▶ _Required action_: Transcribe the data exactly. Pictures stay out.

[Opening Dataset content section]

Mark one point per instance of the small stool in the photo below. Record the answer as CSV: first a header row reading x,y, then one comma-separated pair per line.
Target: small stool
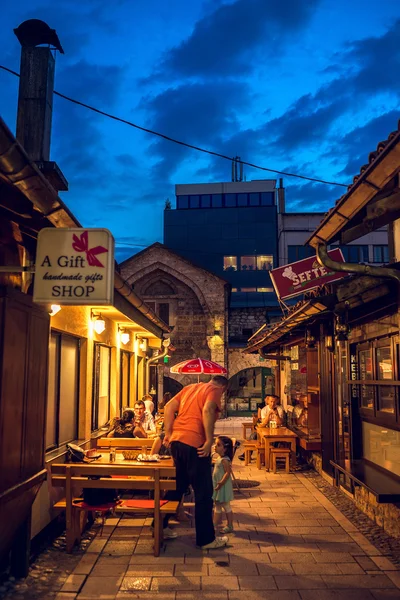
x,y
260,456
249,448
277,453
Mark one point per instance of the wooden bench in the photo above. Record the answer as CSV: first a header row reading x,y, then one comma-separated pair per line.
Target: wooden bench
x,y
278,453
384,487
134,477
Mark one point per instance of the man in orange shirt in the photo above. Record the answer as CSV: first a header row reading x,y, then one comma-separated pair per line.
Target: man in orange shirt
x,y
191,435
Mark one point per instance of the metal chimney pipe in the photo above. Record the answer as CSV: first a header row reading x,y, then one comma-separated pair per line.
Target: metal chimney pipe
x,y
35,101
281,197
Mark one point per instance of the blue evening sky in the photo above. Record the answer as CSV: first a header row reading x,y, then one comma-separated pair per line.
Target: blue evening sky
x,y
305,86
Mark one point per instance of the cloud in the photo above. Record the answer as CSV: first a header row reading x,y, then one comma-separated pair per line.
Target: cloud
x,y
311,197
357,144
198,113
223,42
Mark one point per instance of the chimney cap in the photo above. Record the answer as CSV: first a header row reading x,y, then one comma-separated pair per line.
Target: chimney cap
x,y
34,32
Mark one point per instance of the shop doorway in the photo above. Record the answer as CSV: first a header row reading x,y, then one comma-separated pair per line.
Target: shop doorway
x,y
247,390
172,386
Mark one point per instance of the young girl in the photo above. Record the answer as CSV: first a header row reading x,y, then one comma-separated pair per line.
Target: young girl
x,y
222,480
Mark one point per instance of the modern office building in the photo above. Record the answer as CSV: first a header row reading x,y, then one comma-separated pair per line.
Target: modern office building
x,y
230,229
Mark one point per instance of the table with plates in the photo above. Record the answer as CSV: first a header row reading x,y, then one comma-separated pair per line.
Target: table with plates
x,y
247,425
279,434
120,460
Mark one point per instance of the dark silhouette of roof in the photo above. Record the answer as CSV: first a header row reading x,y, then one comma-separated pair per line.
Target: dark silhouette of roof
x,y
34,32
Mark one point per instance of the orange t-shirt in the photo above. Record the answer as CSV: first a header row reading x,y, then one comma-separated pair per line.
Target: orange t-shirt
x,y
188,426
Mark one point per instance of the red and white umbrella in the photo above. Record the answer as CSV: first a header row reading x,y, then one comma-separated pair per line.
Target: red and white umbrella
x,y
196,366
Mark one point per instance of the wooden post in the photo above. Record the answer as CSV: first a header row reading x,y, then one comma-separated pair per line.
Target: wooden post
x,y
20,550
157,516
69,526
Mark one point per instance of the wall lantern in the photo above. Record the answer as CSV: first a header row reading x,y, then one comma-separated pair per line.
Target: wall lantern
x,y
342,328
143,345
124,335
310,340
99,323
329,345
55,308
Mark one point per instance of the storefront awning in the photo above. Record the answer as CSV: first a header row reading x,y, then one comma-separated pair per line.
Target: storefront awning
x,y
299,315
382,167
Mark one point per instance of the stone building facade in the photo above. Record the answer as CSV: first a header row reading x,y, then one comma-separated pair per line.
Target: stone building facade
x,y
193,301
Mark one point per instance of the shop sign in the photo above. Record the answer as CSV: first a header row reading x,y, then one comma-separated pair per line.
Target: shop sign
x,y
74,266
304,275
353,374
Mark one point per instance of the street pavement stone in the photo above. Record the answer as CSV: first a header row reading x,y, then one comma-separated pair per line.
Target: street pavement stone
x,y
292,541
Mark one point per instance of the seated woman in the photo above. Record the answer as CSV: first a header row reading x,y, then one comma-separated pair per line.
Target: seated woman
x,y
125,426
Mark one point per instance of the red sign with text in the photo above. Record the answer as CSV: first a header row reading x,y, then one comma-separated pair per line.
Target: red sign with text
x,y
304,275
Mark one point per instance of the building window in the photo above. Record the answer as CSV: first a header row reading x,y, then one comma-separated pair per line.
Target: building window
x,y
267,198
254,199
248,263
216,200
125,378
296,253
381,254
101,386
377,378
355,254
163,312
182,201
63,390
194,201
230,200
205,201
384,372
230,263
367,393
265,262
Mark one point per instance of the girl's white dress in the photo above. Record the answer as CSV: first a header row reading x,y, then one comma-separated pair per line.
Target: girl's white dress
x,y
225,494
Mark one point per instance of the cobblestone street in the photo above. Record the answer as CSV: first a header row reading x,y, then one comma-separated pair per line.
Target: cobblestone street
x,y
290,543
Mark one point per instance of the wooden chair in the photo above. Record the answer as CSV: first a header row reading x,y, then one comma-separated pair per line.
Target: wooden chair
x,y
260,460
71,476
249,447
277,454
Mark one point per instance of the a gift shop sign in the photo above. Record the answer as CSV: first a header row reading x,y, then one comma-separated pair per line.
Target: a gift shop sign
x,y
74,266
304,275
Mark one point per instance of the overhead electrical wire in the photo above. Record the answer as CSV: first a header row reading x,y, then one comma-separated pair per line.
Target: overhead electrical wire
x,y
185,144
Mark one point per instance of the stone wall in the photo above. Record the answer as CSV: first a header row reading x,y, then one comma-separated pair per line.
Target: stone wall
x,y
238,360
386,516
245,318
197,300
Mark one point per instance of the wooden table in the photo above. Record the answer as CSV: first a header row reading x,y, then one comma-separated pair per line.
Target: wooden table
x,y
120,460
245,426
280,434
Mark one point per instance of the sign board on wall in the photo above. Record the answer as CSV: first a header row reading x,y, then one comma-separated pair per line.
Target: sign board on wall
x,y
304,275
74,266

[Closing Dataset content section]

▶ _Completed exercise_:
Mark one point per instance of the small stool in the photo below. Record the answer as CSV: first a header row reading x,y, then one comma-separated pair per line.
Target: small stool
x,y
260,456
249,448
277,453
Mark one point per instance of the wooden bench in the photo above. Record the answer as CSV: first a header row reading x,y, then one comma-separated pair per line.
Target: wooden bench
x,y
278,453
384,487
134,477
Mark one point per instance of the man in orange shirt in the photo above. Record the answer as CSV: first a header row reading x,y, then one comma-separated pair per line.
Target: man in orange shirt
x,y
191,435
Mark one point per instance of the metal chimney pipe in the photo above. Record the answer as CSV: first a header row reading x,y, then one comma-separated pair per line.
Target: metal chimney pipe
x,y
35,101
281,197
Mark one point per instance of the blue evening sky in the photo above. Record the answer as CSV: first a header row reading x,y, then one comma-separated pair per line.
Target: blue evening sky
x,y
305,86
Mark one point per instance of the cloud in the photo above. Record the answer as CSV: first a header row reading x,y, then one comma-separated pair per line.
Target: cloud
x,y
311,197
357,144
198,113
223,42
Mark one point per instance of the chimney cap in the photo above. Record the answer as CSV: first a header row reading x,y, then one comma-separated pair per line.
Target: chimney cap
x,y
34,32
Mark one point per instance of the shop doorway in the photo above. Record the answer as CSV: first a header row reading x,y, then one comma-separated pair per line.
Target: shop doorway
x,y
247,390
172,386
Mark one point per instance of the young girl in the photo above. Record the answer as CSV: first a header row reading x,y, then one comma-separated pair per line.
Target: young girl
x,y
222,480
Mark one point per instance of the modern office building in the photo above. Record the answer as CSV: first a header row reading x,y, then one comma-separated pair per line.
Target: modern office building
x,y
230,229
Mark one point per instance of the table with plates in the photo above. Record the answer as CSV: first a header row reading x,y, then one comma-separated pair per line.
Target: table with plates
x,y
247,425
279,434
120,460
Mark one point per instance of the dark silhouette of roof in the photo above. Record the answer as CSV: first a header row reading x,y, then one comma-separated pair per line.
Target: dark silhouette of roof
x,y
34,32
Mark one point per instance of the orange t-shirt in the photo above. Record the answer as CSV: first a header row reading x,y, then one comma-separated pair per line.
Target: orange t-shirt
x,y
188,426
Mark one point per instance of the red and white umbrella in the photo above. Record the answer as CSV: first a header row reading x,y, then one comma-separated pair per line.
Target: red and white umbrella
x,y
196,366
Mark one point per instance of the wooden post in the photo above. Record the answer as CSV: first a header row reading x,y, then one comma-separated pair per line.
Target: wooden post
x,y
20,550
157,516
69,526
Mark one point per instance of the wall lantern in the photo above. Record the answer as CSV: first a header row reading x,y, then one comma-separated pair per line.
Target: wall lantern
x,y
342,328
143,345
124,335
310,340
99,323
329,345
55,308
Mark one point per instance of the storefront awning in the photo above. Record the answer as CSV: first a header row reading x,y, then one comma-separated pair per line.
Target: storefront awning
x,y
299,315
382,167
Mark one point per instance of the stone building facade in the photo above. Record the answer as CSV: first a header row reading x,y, then one comma-separated pair per line.
Target: stone building facade
x,y
193,301
Mark one point per instance of the shop sign in the photo above. Record the answer as CSV: first a header row reading x,y, then one comma-separated pair per line.
Target: shop sign
x,y
74,266
304,275
353,374
Mark one point per instance of the street pavement stone in the photo above. Record the answer as CSV: first a header row reading x,y, then one comma-separated pair per line.
Target: street pavement stone
x,y
292,541
Mark one point per instance of the seated woman in the photo above. Record the answer as CSV: first a header row reading x,y, then one comma-separated pair per line.
Target: seated woman
x,y
125,426
Mark one point per instance of the red sign with text in the photo above. Record the answer as CSV: first a header row reading x,y, then one comma-separated pair per line.
Target: red sign with text
x,y
304,275
Mark one point per instance of the building window in the photo above. Record the answer as CSV: first a header row reading x,y, then one comma-separated pair per line.
Target: building window
x,y
267,198
254,199
248,263
216,200
125,378
296,253
381,254
101,386
377,378
355,254
163,312
182,201
63,390
194,201
230,200
205,201
384,372
230,263
367,393
265,262
Mark one point per instance of the girl's white dress in the photo above. Record the answer as CSV: first a header row reading x,y, then one comma-separated pair per line.
Target: girl's white dress
x,y
225,494
Mark one point per instance of the cobblestone street in the photo above. Record the answer as CSV: first a header row reading x,y, then one comma-separated pair per line.
Target: cobblestone street
x,y
290,543
Mark one point per instance of the wooden chair in the photo above. Record the answer as CSV: first a header row reading x,y, then one comma-separated pair per line.
Target: wooden chair
x,y
260,460
71,476
249,447
277,454
Mark one point per instance of the a gift shop sign in the photo above. Record the answer as CSV: first a header row reading x,y, then one comma-separated pair per line.
Target: a gift shop sign
x,y
74,266
304,275
Mark one point per instance of the overhead electrical wire in the photo above. Record the answer as CSV: first a header row reading x,y, then one comma-separated pair per line.
Target: overhead electrical wire
x,y
185,144
Mark one point per instance of the stone wall in the photo above. Record the answer as CSV: first a header row reading x,y, then one comma-separated pair per line.
Target: stone wall
x,y
238,360
386,516
245,318
197,300
Mark one point per instance of the wooden table in the photo above. Record the answer as CSV: first a header row reading x,y, then one comma-separated pair per line.
Target: wooden table
x,y
120,460
245,426
280,434
Mark one point per instance of the sign board on wall in the photo above. Record the answer as CSV: first a header row reading x,y, then one comma-separated pair per line.
Target: sign board on wall
x,y
304,275
74,266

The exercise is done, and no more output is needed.